• [Problem to solve]:
From the entries, filter out every line that lacks "find" and copy the rest.

** Records provided follows **

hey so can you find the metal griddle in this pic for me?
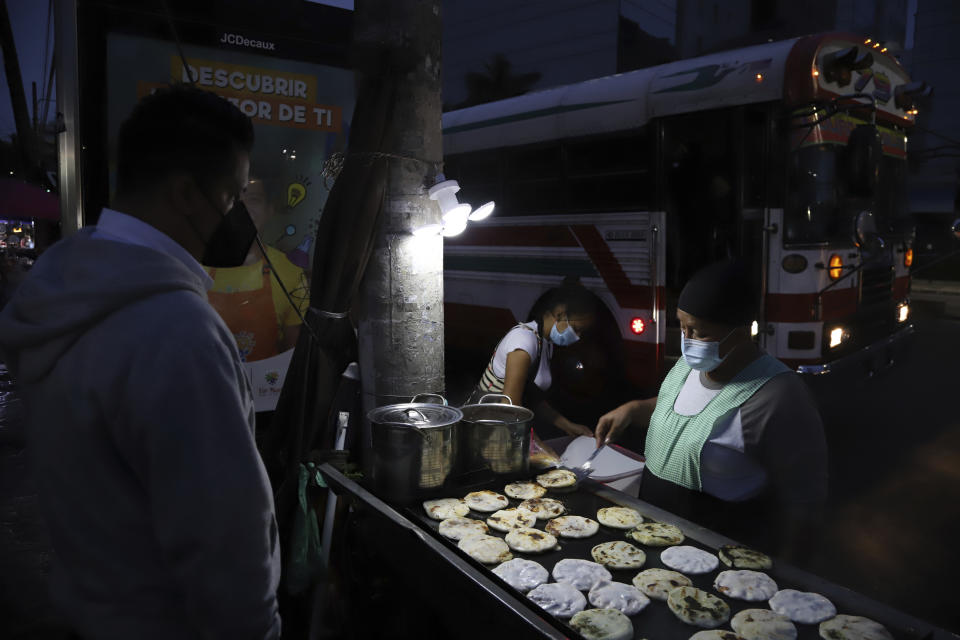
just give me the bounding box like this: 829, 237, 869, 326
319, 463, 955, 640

** End of Records provided **
** Records provided follows **

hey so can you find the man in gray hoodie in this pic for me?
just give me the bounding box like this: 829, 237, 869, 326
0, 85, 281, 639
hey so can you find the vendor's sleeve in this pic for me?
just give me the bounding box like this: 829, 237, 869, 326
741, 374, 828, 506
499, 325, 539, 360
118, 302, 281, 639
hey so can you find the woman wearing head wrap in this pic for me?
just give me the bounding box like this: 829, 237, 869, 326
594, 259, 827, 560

** End of Records provided **

• [Task answer]:
hey so can you find the metal griddle in this pic for me?
hey so can you find the man in gray hoodie in this pic for me?
hey so can you find the vendor's sleeve in this pic for me?
hey so can you find the woman wearing head wrap in this pic for me?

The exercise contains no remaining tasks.